Assigned task | Copy out all the entries below, word for word.

Data section |

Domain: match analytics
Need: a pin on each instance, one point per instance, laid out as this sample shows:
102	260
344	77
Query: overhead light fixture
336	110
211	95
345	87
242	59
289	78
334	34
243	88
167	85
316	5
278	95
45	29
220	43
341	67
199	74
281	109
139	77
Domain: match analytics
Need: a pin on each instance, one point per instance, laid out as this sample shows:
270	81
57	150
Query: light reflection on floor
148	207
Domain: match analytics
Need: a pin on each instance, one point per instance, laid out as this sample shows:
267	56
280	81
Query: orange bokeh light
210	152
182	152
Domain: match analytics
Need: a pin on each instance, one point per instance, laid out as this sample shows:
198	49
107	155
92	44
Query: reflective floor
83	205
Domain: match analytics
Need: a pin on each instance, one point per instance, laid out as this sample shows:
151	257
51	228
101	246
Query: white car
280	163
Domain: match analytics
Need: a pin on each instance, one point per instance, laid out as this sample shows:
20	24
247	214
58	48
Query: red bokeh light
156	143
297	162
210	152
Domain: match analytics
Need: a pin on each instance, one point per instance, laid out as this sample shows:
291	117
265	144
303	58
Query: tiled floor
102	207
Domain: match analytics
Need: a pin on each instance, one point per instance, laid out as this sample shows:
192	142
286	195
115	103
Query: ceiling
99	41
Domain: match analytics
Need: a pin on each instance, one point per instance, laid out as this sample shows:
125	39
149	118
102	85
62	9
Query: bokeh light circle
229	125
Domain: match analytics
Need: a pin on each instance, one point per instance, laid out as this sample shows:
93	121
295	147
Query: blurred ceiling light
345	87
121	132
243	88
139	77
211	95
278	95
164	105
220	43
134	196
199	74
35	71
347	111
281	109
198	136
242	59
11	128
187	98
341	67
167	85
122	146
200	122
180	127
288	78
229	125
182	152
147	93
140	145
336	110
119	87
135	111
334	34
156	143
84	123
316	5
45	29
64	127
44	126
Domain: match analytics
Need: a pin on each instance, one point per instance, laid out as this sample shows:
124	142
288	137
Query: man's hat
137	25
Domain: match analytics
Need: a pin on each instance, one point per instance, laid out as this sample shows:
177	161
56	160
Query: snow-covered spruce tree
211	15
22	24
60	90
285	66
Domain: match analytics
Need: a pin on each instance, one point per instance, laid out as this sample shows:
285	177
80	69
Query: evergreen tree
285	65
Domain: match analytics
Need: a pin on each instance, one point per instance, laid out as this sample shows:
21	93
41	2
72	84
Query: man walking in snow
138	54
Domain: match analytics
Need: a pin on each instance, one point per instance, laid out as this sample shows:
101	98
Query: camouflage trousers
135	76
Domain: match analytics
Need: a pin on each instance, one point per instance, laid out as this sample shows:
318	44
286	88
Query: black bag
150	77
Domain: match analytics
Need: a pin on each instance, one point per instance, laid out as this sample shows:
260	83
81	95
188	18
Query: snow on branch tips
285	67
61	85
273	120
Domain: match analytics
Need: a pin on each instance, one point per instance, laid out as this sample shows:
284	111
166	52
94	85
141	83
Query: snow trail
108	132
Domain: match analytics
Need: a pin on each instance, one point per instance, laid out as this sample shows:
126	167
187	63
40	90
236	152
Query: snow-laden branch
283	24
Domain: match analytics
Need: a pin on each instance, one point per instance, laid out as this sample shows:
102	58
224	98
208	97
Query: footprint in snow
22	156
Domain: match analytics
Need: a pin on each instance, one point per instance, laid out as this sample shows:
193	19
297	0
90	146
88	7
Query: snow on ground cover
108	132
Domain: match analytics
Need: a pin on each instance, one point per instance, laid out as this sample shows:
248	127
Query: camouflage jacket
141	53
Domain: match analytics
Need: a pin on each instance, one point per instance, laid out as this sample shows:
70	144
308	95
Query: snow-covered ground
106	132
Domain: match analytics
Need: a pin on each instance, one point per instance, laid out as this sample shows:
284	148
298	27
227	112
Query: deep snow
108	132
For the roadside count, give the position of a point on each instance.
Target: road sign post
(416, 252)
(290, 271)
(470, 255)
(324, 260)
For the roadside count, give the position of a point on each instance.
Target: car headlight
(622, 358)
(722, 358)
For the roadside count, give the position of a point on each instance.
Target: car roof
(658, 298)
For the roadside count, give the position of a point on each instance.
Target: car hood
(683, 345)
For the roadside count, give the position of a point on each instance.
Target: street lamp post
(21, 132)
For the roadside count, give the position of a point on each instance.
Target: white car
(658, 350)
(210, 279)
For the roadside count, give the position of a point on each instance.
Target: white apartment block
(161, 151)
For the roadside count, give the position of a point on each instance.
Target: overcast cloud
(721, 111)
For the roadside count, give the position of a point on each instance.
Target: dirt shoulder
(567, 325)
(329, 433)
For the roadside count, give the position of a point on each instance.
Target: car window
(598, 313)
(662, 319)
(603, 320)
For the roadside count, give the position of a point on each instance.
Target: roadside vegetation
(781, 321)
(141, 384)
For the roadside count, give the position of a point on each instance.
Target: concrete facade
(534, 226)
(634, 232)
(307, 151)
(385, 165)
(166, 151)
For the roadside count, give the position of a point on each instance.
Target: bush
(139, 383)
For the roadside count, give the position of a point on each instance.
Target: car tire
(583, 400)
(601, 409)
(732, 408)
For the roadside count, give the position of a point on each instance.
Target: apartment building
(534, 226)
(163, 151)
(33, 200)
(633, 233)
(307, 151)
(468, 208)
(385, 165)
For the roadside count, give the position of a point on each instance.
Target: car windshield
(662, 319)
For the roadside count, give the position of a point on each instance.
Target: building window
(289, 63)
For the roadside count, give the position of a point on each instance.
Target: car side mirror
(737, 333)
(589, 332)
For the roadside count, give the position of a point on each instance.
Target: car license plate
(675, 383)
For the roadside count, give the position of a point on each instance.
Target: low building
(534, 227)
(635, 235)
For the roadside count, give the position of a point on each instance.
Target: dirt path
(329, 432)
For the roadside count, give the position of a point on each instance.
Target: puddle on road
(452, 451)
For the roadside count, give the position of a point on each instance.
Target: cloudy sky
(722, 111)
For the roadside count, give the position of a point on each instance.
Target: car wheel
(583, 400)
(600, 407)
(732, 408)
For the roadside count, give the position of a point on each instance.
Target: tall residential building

Answer to this task |
Domain: match analytics
Need: a pin on each instance, one point per instance, laid out as this sample shows:
102	260
344	77
Query: overhead light fixture
336	110
211	95
345	87
242	59
289	78
334	34
243	88
167	85
316	5
278	95
45	29
220	43
341	67
199	74
281	109
139	77
Domain: match analytics
Need: a pin on each instance, one point per instance, laid out as this sample shows:
270	81
57	150
Query: light reflection on floor
148	207
Domain: match analytics
Need: a pin on each instance, one point per instance, laid out as this sample shows:
267	56
280	81
Query: orange bokeh light
210	152
182	152
Domain: match analytics
Need: a pin on each instance, one point per instance, laid out as this sample shows:
198	49
107	155
92	44
Query: reflective floor
83	205
Domain: match analytics
Need: a pin on each instance, one point per instance, laid out as this sample shows:
151	257
51	228
101	246
Query: white car
280	163
Domain: match analytics
Need: a pin on each instance, one point per instance, laid out as this sample shows:
20	24
247	214
58	48
Query: red bokeh light
156	143
297	162
210	152
Domain: match analytics
Need: a pin on each instance, one point per instance, laid out as this sample shows:
291	117
265	144
303	58
Query: tiled floor
102	207
Domain: match analytics
Need: a pin on each instance, one point per instance, laid out as this sample shows:
192	142
286	195
115	103
Query: ceiling
99	41
Domain: match analytics
Need: a pin on each instance, one point per instance, laid out as this sample shows:
125	39
149	118
102	85
62	9
Query: bokeh light circle
229	125
Domain: match analytics
Need: a pin on each instance, one point per instance, laid out as this sample shows:
93	121
295	147
Query: blurred ceiling light
345	87
121	132
243	88
139	77
211	95
278	95
164	105
220	43
134	196
199	74
35	71
347	111
281	109
198	136
242	59
11	128
187	98
341	67
167	85
122	146
200	122
180	127
288	78
229	125
182	152
147	93
140	145
336	110
119	87
135	111
334	34
156	143
84	123
316	5
45	29
64	127
44	126
Domain: match analytics
Need: a pin on each instance, one point per instance, laid out as this sample shows:
124	142
288	137
Query: man's hat
137	25
Domain: match analytics
Need: a pin on each instance, one point per instance, laid out as this sample shows:
177	161
56	160
Query: snow-covered spruce tree
211	15
22	24
60	90
285	66
Domain: match analytics
Need: a pin on each instance, one point per instance, laid out as this sample shows:
285	177
80	69
Query: evergreen tree
285	65
Domain: match analytics
Need: a pin on each instance, one point per instance, laid out as this sample shows:
21	93
41	2
72	84
Query: man walking in snow
138	54
Domain: match analytics
Need: a pin on each instance, one point per instance, laid out as this sample shows:
101	98
Query: camouflage trousers
135	76
Domain: match analytics
Need: a pin on each instance, one point per instance, laid out as this sample shows:
318	44
286	88
Query: black bag
150	77
Domain: match analytics
Need: a pin on each instance, one point per instance, laid out as this sample shows:
260	83
81	95
188	18
Query: snow on branch tips
285	67
61	85
273	120
Domain: match analytics
Need: a pin on each instance, one point per instance, laid out as this sample shows:
284	111
166	52
94	85
141	83
Query: snow trail
108	132
Domain: match analytics
Need: a pin on each instance, one point per instance, laid out as this sample shows:
126	167
187	63
40	90
236	152
Query: snow-laden branch
283	24
Domain: match analytics
Need: a pin on each instance, one point per instance, laid out as this sample shows:
102	58
224	98
208	97
Query: footprint in snow
22	156
Domain: match analytics
Need: a pin on each instance, one point per instance, laid out as this sample shows:
193	19
297	0
90	146
88	7
Query: snow on ground cover
108	132
Domain: match analytics
Need: a pin on each instance, one point per instance, laid out as this sample shows:
248	127
Query: camouflage jacket
141	53
Domain: match analytics
Need: a pin on each instance, one point per instance, laid out as this sample shows:
70	144
308	95
Query: snow-covered ground
106	132
Domain: match analytics
Need: a pin on each instance, one point per instance, laid out as this sample shows:
284	148
298	27
227	112
Query: deep snow
108	132
For the roadside count, give the position of a point on each instance.
Target: road sign post
(416, 252)
(290, 271)
(470, 255)
(324, 260)
For the roadside count, give the position of a point on each instance.
Target: car headlight
(622, 358)
(722, 358)
For the roadside count, give the position of a point on each instance.
Target: car roof
(658, 298)
For the roadside count, give the position of a point on each instance.
Target: car hood
(683, 345)
For the roadside count, give the position of a point on each instance.
Target: street lamp post
(21, 132)
For the roadside count, give the position of a point on each instance.
Target: white car
(658, 350)
(210, 279)
For the roadside count, give the position of a point on each instance.
Target: white apartment block
(161, 151)
For the roadside count, give the position of a point on each instance.
Target: overcast cloud
(721, 111)
For the roadside count, give the position of a point on each instance.
Target: dirt shoulder
(567, 325)
(329, 433)
For the roadside count, give the position of a point on each instance.
Target: car window
(598, 313)
(662, 319)
(603, 320)
For the roadside count, give the position of a point on each instance.
Target: roadside vegetation
(781, 321)
(141, 384)
For the roadside count, give the position of a point on each instance.
Target: concrete facade
(534, 226)
(634, 232)
(307, 151)
(385, 165)
(166, 151)
For the roadside count, give the position of a point on each instance.
Target: bush
(139, 383)
For the roadside count, give the position of a point on each instance.
Target: car tire
(583, 400)
(601, 409)
(732, 408)
For the roadside count, give the position of a point on each instance.
Target: apartment building
(534, 226)
(163, 151)
(33, 200)
(633, 233)
(307, 151)
(468, 208)
(385, 165)
For the roadside count, give the position of a point on each instance.
Target: car windshield
(662, 319)
For the roadside count, give the position of a point on each instance.
Target: building window
(289, 63)
For the roadside count, give the position of a point on each instance.
Target: car side mirror
(737, 333)
(589, 332)
For the roadside count, give the position of a point on each instance.
Target: car license plate
(675, 383)
For the roadside count, give the position of a point on each instance.
Target: low building
(534, 227)
(635, 235)
For the roadside count, give the position of a point on each instance.
Target: dirt path
(329, 432)
For the roadside count, give the position of a point on each instance.
Target: puddle on road
(452, 451)
For the roadside count, give the position of a point on each instance.
Target: cloudy sky
(722, 111)
For the roadside count, give the position of a point on each instance.
Target: car wheel
(583, 400)
(600, 407)
(732, 408)
For the roadside count, give the position of a point on each instance.
Target: tall residential building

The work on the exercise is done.